A faithful transcription of all the data, images excluded, is the required answer.

[Dataset entries]
----

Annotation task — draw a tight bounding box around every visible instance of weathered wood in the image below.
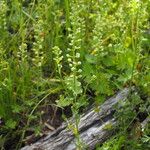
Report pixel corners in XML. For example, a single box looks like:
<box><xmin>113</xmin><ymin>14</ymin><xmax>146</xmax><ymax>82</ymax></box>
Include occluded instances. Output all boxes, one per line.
<box><xmin>21</xmin><ymin>88</ymin><xmax>131</xmax><ymax>150</ymax></box>
<box><xmin>141</xmin><ymin>117</ymin><xmax>150</xmax><ymax>130</ymax></box>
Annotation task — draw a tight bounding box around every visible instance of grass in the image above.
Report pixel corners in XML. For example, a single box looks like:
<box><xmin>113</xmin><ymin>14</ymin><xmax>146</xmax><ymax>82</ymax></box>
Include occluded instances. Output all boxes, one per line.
<box><xmin>0</xmin><ymin>0</ymin><xmax>150</xmax><ymax>149</ymax></box>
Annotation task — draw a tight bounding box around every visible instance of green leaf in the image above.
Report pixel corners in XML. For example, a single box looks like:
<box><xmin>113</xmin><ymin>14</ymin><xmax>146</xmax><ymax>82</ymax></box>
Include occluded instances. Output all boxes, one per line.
<box><xmin>11</xmin><ymin>104</ymin><xmax>22</xmax><ymax>113</ymax></box>
<box><xmin>82</xmin><ymin>62</ymin><xmax>96</xmax><ymax>83</ymax></box>
<box><xmin>90</xmin><ymin>73</ymin><xmax>113</xmax><ymax>95</ymax></box>
<box><xmin>34</xmin><ymin>126</ymin><xmax>42</xmax><ymax>136</ymax></box>
<box><xmin>65</xmin><ymin>76</ymin><xmax>82</xmax><ymax>95</ymax></box>
<box><xmin>85</xmin><ymin>54</ymin><xmax>97</xmax><ymax>64</ymax></box>
<box><xmin>102</xmin><ymin>56</ymin><xmax>115</xmax><ymax>67</ymax></box>
<box><xmin>57</xmin><ymin>96</ymin><xmax>73</xmax><ymax>107</ymax></box>
<box><xmin>5</xmin><ymin>119</ymin><xmax>17</xmax><ymax>129</ymax></box>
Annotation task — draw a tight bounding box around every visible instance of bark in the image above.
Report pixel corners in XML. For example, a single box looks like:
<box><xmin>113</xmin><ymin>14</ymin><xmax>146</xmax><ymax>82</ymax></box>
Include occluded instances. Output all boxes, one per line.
<box><xmin>21</xmin><ymin>88</ymin><xmax>132</xmax><ymax>150</ymax></box>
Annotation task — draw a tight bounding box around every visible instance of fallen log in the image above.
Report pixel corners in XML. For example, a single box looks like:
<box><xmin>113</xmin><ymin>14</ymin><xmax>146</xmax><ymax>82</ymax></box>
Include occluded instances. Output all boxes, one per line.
<box><xmin>21</xmin><ymin>88</ymin><xmax>132</xmax><ymax>150</ymax></box>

----

# SOLUTION FOR THIS EXERCISE
Annotation task — draw a tight bounding box around every visible instance of weathered wood in the image below.
Report pixel corners in XML. For example, a single box looks like:
<box><xmin>113</xmin><ymin>14</ymin><xmax>146</xmax><ymax>82</ymax></box>
Include occluded instances. Output all boxes, one per line.
<box><xmin>21</xmin><ymin>88</ymin><xmax>131</xmax><ymax>150</ymax></box>
<box><xmin>141</xmin><ymin>117</ymin><xmax>150</xmax><ymax>130</ymax></box>
Annotation task — draw a tight bounding box around every visible instance of grass in the image above.
Report pixel corners in XML. For example, a single box looks like:
<box><xmin>113</xmin><ymin>14</ymin><xmax>146</xmax><ymax>82</ymax></box>
Include occluded instances. Output all boxes, one per line.
<box><xmin>0</xmin><ymin>0</ymin><xmax>150</xmax><ymax>149</ymax></box>
Annotation task — draw a tight bounding box around every visible instance of green leaf in the image above.
Report pixel corners in XML. For example, a single box looks like:
<box><xmin>113</xmin><ymin>14</ymin><xmax>146</xmax><ymax>82</ymax></box>
Include occluded instances. Output all boxes, one per line.
<box><xmin>11</xmin><ymin>104</ymin><xmax>22</xmax><ymax>113</ymax></box>
<box><xmin>82</xmin><ymin>62</ymin><xmax>96</xmax><ymax>83</ymax></box>
<box><xmin>90</xmin><ymin>73</ymin><xmax>113</xmax><ymax>95</ymax></box>
<box><xmin>34</xmin><ymin>126</ymin><xmax>42</xmax><ymax>136</ymax></box>
<box><xmin>65</xmin><ymin>76</ymin><xmax>82</xmax><ymax>95</ymax></box>
<box><xmin>85</xmin><ymin>54</ymin><xmax>97</xmax><ymax>64</ymax></box>
<box><xmin>102</xmin><ymin>56</ymin><xmax>115</xmax><ymax>67</ymax></box>
<box><xmin>57</xmin><ymin>96</ymin><xmax>73</xmax><ymax>107</ymax></box>
<box><xmin>5</xmin><ymin>119</ymin><xmax>17</xmax><ymax>129</ymax></box>
Annotation task — draw a tight bounding box around every visible instance of bark in the image above.
Report pixel corners in XML. For example, a single box looks like:
<box><xmin>113</xmin><ymin>14</ymin><xmax>146</xmax><ymax>82</ymax></box>
Include occluded instances. Output all boxes, one per line.
<box><xmin>21</xmin><ymin>88</ymin><xmax>132</xmax><ymax>150</ymax></box>
Annotation task — draw a tight bounding box around every visible instance of fallen log in the image above.
Report pixel corners in XML. For example, a single box looks like:
<box><xmin>113</xmin><ymin>14</ymin><xmax>146</xmax><ymax>82</ymax></box>
Include occluded instances. Output all boxes, one per line.
<box><xmin>21</xmin><ymin>88</ymin><xmax>132</xmax><ymax>150</ymax></box>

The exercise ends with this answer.